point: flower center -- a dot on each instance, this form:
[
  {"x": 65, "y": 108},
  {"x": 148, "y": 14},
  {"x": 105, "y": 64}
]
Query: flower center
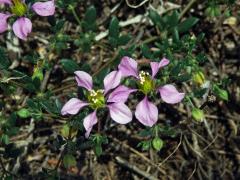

YOUR INSTRUCTIONS -
Leaving the images behind, set down every entry word for word.

SOLVED PROBLEM -
point: flower center -- a dot on each instance, this form:
[
  {"x": 65, "y": 108},
  {"x": 148, "y": 14},
  {"x": 105, "y": 64}
]
Query: flower center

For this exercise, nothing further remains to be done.